Exercise goal: Every line below from the one containing "point_to(query) locates a point on each instance of the swimming" to the final line must be reproduced exactly, and no other line may appear in the answer.

· · · · · · ·

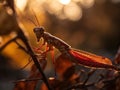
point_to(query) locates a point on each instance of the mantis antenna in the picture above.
(35, 16)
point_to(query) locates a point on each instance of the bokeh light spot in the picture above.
(73, 11)
(65, 2)
(21, 4)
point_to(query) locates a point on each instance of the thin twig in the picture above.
(25, 41)
(21, 47)
(27, 80)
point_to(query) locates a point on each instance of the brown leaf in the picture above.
(34, 73)
(117, 58)
(62, 63)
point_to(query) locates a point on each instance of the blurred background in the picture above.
(90, 25)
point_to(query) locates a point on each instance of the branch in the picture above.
(25, 41)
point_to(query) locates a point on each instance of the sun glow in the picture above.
(20, 4)
(65, 2)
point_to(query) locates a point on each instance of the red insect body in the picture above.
(91, 60)
(81, 57)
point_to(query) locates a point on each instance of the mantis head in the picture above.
(39, 32)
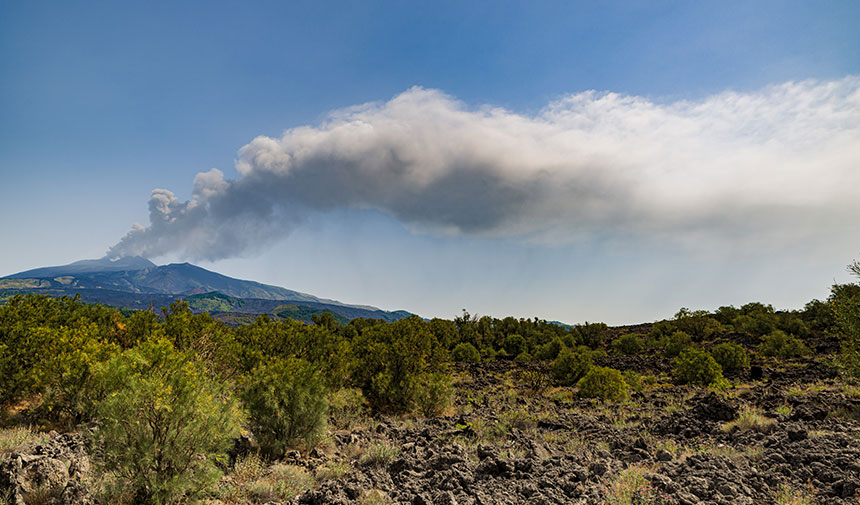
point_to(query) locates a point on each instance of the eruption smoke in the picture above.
(780, 162)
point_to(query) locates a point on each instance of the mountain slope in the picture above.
(137, 283)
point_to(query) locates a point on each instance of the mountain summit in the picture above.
(135, 282)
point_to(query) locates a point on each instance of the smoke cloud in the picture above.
(780, 162)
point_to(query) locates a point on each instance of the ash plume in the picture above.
(782, 162)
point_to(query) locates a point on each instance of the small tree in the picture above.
(845, 300)
(164, 423)
(515, 345)
(287, 404)
(697, 367)
(731, 357)
(778, 343)
(629, 343)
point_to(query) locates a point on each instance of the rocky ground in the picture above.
(791, 436)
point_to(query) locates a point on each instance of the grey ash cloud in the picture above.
(779, 163)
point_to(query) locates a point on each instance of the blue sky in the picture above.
(104, 102)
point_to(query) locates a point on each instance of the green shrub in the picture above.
(693, 366)
(676, 343)
(549, 350)
(778, 343)
(731, 357)
(570, 366)
(391, 359)
(602, 382)
(164, 423)
(465, 351)
(433, 394)
(845, 300)
(523, 357)
(697, 323)
(347, 406)
(287, 405)
(515, 345)
(628, 344)
(590, 334)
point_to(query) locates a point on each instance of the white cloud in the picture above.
(781, 163)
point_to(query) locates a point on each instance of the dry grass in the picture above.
(631, 486)
(251, 481)
(374, 497)
(750, 418)
(784, 409)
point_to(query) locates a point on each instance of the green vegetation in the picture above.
(305, 313)
(570, 366)
(164, 423)
(845, 303)
(628, 344)
(286, 401)
(169, 390)
(731, 357)
(213, 302)
(604, 383)
(697, 367)
(749, 418)
(777, 343)
(465, 351)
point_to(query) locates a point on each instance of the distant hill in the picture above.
(137, 283)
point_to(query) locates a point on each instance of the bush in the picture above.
(465, 351)
(627, 344)
(391, 360)
(523, 357)
(347, 406)
(515, 345)
(287, 405)
(570, 366)
(433, 394)
(602, 382)
(697, 367)
(676, 343)
(164, 423)
(845, 299)
(778, 343)
(731, 357)
(549, 350)
(696, 323)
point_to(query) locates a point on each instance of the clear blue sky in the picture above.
(102, 102)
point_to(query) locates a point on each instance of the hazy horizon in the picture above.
(609, 162)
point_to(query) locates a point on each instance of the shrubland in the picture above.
(169, 392)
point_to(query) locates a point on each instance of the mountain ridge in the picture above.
(137, 283)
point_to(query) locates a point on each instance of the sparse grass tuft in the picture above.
(631, 486)
(252, 482)
(332, 470)
(15, 438)
(787, 495)
(380, 454)
(750, 418)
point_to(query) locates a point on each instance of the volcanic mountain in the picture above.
(137, 283)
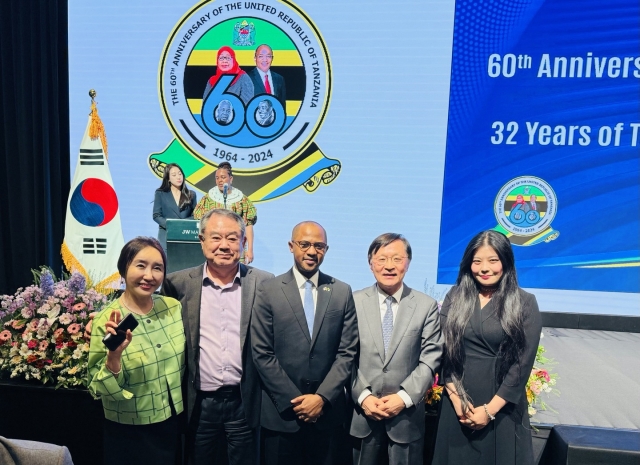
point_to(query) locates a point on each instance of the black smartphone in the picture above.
(113, 341)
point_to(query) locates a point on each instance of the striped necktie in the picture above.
(387, 324)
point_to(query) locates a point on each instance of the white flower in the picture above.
(44, 309)
(54, 312)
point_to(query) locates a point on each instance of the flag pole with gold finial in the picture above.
(96, 128)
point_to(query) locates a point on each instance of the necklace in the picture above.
(138, 312)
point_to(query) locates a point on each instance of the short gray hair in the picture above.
(222, 212)
(384, 240)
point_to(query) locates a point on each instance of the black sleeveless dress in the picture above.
(507, 439)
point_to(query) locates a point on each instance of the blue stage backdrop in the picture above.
(357, 141)
(543, 140)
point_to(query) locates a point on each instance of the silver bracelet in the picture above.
(486, 410)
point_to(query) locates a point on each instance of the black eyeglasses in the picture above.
(304, 245)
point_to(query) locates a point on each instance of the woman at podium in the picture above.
(172, 201)
(229, 198)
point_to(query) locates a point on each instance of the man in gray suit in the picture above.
(304, 335)
(222, 390)
(400, 350)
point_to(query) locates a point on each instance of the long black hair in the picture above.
(185, 194)
(506, 299)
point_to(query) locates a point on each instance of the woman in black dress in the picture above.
(491, 329)
(173, 200)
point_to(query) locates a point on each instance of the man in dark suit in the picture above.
(304, 335)
(264, 80)
(400, 350)
(222, 390)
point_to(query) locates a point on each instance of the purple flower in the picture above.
(77, 283)
(46, 284)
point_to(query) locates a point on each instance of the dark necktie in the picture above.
(267, 87)
(387, 324)
(308, 305)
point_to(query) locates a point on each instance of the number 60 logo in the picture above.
(224, 114)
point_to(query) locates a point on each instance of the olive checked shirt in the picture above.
(152, 365)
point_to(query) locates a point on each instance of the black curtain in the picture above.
(34, 142)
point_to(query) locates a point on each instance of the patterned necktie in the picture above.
(267, 87)
(308, 305)
(387, 324)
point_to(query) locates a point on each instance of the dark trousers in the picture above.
(379, 449)
(307, 446)
(157, 443)
(218, 431)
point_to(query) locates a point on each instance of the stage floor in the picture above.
(599, 378)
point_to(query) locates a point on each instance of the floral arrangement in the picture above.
(540, 381)
(43, 324)
(434, 394)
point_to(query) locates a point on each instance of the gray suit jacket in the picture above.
(410, 364)
(186, 286)
(18, 452)
(292, 362)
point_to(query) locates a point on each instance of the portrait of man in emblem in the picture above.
(265, 114)
(224, 112)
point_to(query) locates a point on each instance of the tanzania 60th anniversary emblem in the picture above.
(525, 207)
(248, 83)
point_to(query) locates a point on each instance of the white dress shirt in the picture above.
(301, 280)
(262, 75)
(382, 297)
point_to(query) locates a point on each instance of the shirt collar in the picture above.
(383, 295)
(205, 277)
(300, 280)
(262, 73)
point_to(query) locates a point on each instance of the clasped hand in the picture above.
(308, 407)
(474, 418)
(382, 408)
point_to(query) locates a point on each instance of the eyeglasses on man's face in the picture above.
(318, 246)
(396, 260)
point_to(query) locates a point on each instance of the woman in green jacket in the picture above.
(139, 382)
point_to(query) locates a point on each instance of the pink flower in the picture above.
(73, 328)
(536, 387)
(78, 307)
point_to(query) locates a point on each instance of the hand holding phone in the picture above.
(116, 335)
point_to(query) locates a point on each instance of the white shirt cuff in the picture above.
(405, 397)
(366, 393)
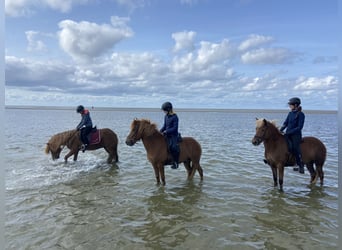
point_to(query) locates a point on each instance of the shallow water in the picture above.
(90, 204)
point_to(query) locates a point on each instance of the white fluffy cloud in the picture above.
(26, 7)
(84, 41)
(254, 41)
(267, 56)
(314, 83)
(184, 40)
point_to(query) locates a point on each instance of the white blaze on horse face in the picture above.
(259, 123)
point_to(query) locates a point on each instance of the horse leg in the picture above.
(156, 173)
(76, 155)
(200, 171)
(188, 167)
(275, 176)
(193, 171)
(320, 173)
(71, 152)
(312, 172)
(281, 177)
(162, 174)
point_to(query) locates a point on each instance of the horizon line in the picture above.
(43, 107)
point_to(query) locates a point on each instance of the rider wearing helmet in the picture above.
(84, 126)
(294, 124)
(170, 131)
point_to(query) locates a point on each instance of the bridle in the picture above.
(134, 136)
(261, 138)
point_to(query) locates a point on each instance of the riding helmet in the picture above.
(80, 109)
(167, 106)
(294, 101)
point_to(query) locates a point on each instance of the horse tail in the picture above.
(47, 148)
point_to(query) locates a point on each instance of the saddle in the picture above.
(94, 136)
(290, 144)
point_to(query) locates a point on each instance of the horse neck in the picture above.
(66, 136)
(153, 141)
(274, 138)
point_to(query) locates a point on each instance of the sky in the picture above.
(225, 54)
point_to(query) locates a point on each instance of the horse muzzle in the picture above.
(256, 141)
(130, 142)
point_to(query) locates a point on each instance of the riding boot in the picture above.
(175, 156)
(301, 168)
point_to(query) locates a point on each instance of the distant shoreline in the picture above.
(178, 109)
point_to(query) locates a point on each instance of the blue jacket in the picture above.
(170, 127)
(86, 120)
(294, 123)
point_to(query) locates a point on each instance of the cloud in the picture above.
(37, 75)
(267, 56)
(84, 41)
(254, 41)
(33, 43)
(315, 83)
(184, 40)
(16, 8)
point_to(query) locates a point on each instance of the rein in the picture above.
(66, 142)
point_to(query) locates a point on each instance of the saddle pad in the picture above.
(95, 137)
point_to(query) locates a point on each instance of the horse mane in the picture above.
(59, 139)
(260, 122)
(148, 127)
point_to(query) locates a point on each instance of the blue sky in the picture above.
(194, 53)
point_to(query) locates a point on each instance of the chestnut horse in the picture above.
(71, 139)
(157, 153)
(278, 156)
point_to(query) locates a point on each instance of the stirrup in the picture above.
(174, 165)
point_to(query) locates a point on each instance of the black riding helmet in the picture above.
(80, 109)
(294, 101)
(167, 106)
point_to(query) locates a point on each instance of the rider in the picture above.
(84, 126)
(294, 124)
(170, 131)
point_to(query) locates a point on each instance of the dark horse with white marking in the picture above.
(157, 153)
(71, 138)
(278, 156)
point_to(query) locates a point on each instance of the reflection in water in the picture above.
(168, 211)
(291, 219)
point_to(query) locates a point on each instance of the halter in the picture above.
(262, 137)
(133, 137)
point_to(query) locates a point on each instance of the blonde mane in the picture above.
(260, 122)
(148, 127)
(59, 140)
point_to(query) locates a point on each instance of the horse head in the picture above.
(55, 151)
(139, 129)
(134, 134)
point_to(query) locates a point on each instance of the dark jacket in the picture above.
(86, 120)
(294, 123)
(170, 127)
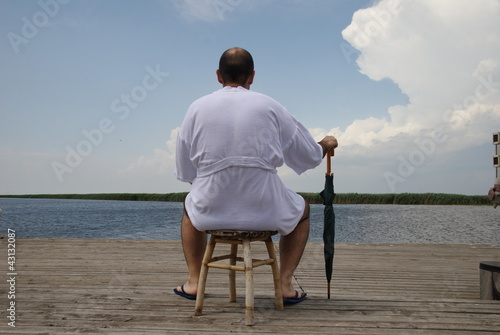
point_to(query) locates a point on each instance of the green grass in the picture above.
(313, 198)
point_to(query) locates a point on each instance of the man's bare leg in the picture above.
(291, 249)
(194, 243)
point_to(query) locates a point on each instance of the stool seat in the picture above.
(235, 238)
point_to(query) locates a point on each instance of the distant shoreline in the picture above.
(313, 198)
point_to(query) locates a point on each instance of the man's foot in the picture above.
(180, 291)
(295, 299)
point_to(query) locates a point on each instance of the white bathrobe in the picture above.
(229, 146)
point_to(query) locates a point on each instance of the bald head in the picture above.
(236, 66)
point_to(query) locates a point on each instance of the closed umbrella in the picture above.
(328, 196)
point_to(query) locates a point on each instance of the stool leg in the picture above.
(276, 274)
(232, 273)
(247, 256)
(202, 281)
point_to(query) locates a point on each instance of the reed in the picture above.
(313, 198)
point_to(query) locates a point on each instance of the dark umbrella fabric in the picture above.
(328, 196)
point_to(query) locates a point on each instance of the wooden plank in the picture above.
(68, 286)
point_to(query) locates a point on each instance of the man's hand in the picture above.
(328, 143)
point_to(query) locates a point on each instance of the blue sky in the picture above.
(93, 92)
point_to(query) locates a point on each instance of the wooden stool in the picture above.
(234, 238)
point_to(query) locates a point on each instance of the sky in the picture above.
(92, 93)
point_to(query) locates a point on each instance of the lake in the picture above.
(415, 224)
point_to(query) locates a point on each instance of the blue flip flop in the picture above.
(183, 293)
(295, 299)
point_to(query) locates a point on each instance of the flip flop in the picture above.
(295, 299)
(183, 293)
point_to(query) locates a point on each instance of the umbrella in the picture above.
(328, 195)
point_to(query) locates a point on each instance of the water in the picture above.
(416, 224)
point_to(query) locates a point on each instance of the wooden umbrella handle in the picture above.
(329, 155)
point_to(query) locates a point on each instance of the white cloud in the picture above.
(160, 163)
(445, 56)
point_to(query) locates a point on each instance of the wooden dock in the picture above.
(91, 286)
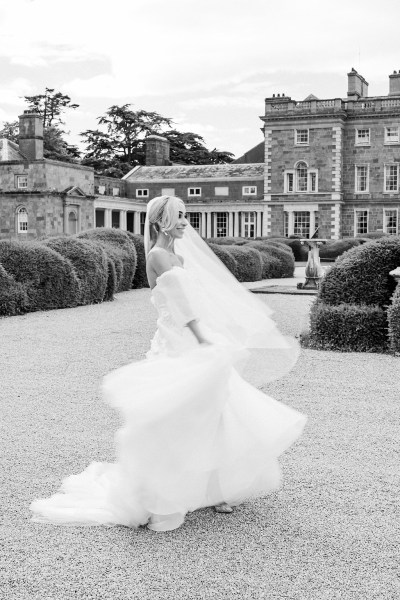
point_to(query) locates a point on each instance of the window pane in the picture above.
(361, 221)
(221, 223)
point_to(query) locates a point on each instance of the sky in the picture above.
(207, 64)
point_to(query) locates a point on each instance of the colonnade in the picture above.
(212, 223)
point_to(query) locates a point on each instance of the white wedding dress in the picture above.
(195, 433)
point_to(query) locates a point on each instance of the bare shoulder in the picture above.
(158, 261)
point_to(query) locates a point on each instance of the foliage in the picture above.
(119, 142)
(49, 279)
(120, 240)
(90, 268)
(13, 296)
(226, 257)
(361, 275)
(188, 148)
(394, 321)
(285, 258)
(249, 262)
(334, 248)
(140, 278)
(347, 327)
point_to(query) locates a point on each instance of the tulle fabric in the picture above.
(195, 432)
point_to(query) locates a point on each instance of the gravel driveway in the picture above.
(331, 532)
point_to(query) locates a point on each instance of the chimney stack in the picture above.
(357, 86)
(394, 84)
(157, 151)
(31, 135)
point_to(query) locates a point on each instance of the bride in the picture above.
(195, 432)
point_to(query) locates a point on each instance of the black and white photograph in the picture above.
(199, 300)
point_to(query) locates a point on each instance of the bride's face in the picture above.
(179, 229)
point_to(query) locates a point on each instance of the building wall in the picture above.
(45, 214)
(208, 194)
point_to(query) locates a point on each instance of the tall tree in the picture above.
(51, 105)
(121, 146)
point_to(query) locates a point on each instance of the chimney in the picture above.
(357, 86)
(394, 84)
(31, 135)
(157, 151)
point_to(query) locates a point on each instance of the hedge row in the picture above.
(356, 308)
(68, 271)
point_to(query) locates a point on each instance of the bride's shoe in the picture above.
(223, 508)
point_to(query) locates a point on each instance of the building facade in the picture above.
(333, 164)
(326, 167)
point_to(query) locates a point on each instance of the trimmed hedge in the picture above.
(249, 263)
(361, 275)
(285, 258)
(121, 240)
(13, 296)
(225, 257)
(334, 248)
(49, 279)
(394, 321)
(140, 278)
(90, 263)
(347, 327)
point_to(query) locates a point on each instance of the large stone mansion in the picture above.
(328, 164)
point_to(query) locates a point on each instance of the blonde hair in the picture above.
(163, 215)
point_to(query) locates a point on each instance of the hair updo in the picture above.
(163, 215)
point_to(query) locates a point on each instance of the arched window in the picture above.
(301, 179)
(22, 220)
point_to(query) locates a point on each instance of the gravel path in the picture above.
(331, 532)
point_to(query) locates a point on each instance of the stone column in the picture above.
(203, 228)
(136, 222)
(122, 220)
(236, 225)
(107, 217)
(209, 217)
(258, 224)
(230, 224)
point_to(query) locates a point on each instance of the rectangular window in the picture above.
(361, 178)
(194, 220)
(22, 182)
(221, 224)
(289, 182)
(301, 137)
(390, 221)
(301, 223)
(249, 224)
(249, 190)
(361, 222)
(302, 179)
(222, 191)
(391, 178)
(392, 135)
(362, 137)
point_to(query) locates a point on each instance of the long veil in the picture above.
(231, 310)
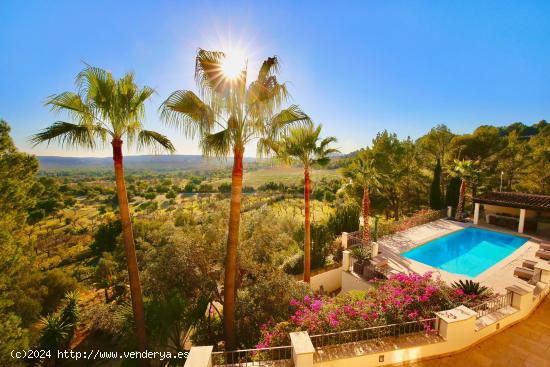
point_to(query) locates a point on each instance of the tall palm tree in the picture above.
(468, 171)
(363, 172)
(101, 108)
(304, 146)
(229, 114)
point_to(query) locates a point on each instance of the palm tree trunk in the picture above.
(129, 247)
(460, 206)
(230, 289)
(366, 209)
(307, 226)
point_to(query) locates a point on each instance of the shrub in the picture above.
(470, 287)
(105, 238)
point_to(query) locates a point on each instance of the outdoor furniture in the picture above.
(379, 261)
(524, 273)
(529, 264)
(543, 254)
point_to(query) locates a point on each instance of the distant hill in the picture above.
(135, 162)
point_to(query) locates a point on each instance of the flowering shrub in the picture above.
(400, 298)
(420, 217)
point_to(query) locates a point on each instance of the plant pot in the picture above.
(358, 267)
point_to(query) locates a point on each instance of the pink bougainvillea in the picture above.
(400, 298)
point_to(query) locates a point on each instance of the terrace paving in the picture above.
(526, 344)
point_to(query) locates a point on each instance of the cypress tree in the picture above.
(436, 201)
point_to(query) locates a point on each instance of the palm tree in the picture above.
(103, 107)
(363, 172)
(468, 172)
(303, 146)
(229, 114)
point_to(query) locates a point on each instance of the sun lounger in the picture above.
(524, 273)
(529, 264)
(543, 254)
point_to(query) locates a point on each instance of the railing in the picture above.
(493, 305)
(253, 357)
(355, 239)
(375, 332)
(386, 229)
(418, 218)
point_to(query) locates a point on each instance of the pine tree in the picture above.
(453, 191)
(435, 189)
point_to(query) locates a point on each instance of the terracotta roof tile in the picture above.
(515, 200)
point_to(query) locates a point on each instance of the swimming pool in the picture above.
(468, 252)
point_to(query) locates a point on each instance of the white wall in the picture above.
(353, 282)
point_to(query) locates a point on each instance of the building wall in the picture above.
(330, 280)
(353, 282)
(494, 209)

· · · · · · ·

Response below:
point_to(query) locates a point on each instance of the swimming pool in the picture above.
(468, 252)
point_to(query) locates a point on each instance of the white wall in the picture above.
(353, 282)
point_to(query) locates a point on each instance of the building wall in the picture above.
(330, 280)
(353, 282)
(494, 209)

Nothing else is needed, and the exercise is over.